### Brano
►
Vanno nella stessa direzione altri due passaggi nella fragorosa conferenza stampa. Renzi chiede a La Russa di tenere aperto il Senato una settimana in più del previsto per approvare la sua proposta contro il dissesto idrogelogico, la resurrezione della struttura che aveva creato quando era premier, Italia sicura. Il ministro Musumeci ha commentato subito senza aprire le porte ma con toni particolarmente encomiastici: “Italia sicura è una struttura particolarmente attiva e interessante. Molte di quelle competenze sono state acquisite nel dipartimento Casa Italia. Un lavoro ancora più analitico consentirà di non disperdere quel patrimonio di competenze”.
Il capo di Iv ha anche confermato il sostegno alla commissione d’inchiesta sul Covid, nonostante l’indicazione opposta del capo dello Stato. Abile, capovolge, nonostante il tono falsamente rispettoso, le argomentazioni costituzionali di Mattarella: “Sono certo che una personalità come il presidente mai immaginerebbe di interferire in un dibattito parlamentare in corso”. La mossa di ieri garantisce a Renzi anche altri vantaggi. La sfrutterà per tenere banco e imporsi come protagonista, nonostante l’inconsistenza elettorale del suo partito, di qui alle elezioni europee: condizione essenziale per cercare di imporsi come vero punto di riferimento di un soggetto centrista che, almeno nei suoi sogni e nei suoi desideri, si estenderebbe sino a Fi e occuperebbe la postazione ambita di ago della bilancia.
◄
### Righe selezionate
►
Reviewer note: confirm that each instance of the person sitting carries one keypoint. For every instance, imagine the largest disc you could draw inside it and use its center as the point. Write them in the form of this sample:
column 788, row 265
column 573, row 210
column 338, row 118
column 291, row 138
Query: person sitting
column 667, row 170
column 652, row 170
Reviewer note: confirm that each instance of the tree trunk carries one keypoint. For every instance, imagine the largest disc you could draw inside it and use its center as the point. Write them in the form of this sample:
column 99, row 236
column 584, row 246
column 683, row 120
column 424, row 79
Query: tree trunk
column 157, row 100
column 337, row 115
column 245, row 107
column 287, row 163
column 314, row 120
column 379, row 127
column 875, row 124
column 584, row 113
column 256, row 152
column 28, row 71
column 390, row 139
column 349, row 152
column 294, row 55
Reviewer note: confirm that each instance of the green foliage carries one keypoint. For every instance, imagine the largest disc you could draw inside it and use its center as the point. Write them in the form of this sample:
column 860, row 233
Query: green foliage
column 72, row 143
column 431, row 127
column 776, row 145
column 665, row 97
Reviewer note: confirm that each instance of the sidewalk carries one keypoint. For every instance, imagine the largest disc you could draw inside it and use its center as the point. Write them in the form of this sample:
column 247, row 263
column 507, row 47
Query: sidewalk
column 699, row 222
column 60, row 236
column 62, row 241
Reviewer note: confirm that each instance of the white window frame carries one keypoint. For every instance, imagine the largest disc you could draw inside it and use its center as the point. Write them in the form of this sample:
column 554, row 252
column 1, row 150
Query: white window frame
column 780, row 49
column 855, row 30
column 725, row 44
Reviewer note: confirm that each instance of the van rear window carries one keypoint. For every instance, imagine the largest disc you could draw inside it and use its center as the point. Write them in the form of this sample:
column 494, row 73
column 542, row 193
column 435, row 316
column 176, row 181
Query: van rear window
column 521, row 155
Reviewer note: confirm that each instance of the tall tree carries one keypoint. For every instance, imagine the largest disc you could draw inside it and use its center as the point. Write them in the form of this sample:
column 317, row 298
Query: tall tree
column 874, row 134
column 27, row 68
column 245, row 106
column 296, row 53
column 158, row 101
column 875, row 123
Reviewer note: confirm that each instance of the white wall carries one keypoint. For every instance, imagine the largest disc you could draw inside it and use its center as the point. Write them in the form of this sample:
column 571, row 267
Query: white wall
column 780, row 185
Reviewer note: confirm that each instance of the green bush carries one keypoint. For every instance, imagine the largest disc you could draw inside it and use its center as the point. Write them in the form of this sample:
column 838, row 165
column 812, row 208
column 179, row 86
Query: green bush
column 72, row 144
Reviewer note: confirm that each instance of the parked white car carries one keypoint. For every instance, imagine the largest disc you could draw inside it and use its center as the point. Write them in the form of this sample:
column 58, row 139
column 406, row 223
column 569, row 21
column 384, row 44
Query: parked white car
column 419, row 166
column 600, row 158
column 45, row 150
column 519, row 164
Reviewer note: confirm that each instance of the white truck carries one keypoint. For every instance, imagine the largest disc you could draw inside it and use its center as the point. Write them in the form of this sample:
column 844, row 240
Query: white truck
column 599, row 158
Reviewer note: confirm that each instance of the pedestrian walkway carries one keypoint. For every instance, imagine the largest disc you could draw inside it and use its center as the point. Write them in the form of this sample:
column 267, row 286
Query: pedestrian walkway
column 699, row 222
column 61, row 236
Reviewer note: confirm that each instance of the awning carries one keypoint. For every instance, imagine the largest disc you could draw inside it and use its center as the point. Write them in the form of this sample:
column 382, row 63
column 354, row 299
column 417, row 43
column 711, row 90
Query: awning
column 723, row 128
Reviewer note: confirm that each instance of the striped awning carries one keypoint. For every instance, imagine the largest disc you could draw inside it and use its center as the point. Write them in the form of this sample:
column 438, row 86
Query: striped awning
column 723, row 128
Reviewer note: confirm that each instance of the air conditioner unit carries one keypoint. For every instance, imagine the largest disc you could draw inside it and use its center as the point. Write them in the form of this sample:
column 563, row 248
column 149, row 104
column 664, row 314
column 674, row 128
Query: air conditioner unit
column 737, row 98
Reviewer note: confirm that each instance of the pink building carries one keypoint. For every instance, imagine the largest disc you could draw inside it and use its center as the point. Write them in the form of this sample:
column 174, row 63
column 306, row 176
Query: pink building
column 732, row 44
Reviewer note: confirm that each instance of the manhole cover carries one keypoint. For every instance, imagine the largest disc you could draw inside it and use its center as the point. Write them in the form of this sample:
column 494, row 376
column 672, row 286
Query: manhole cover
◄
### Obiettivo dell'esercizio
Elenca tutte le persone che il brano nomina per cognome, nell'ordine in cui compaiono la prima volta. Le righe provengono da una fonte diversa dal brano.

### La tua soluzione
Renzi, La Russa, Musumeci, Mattarella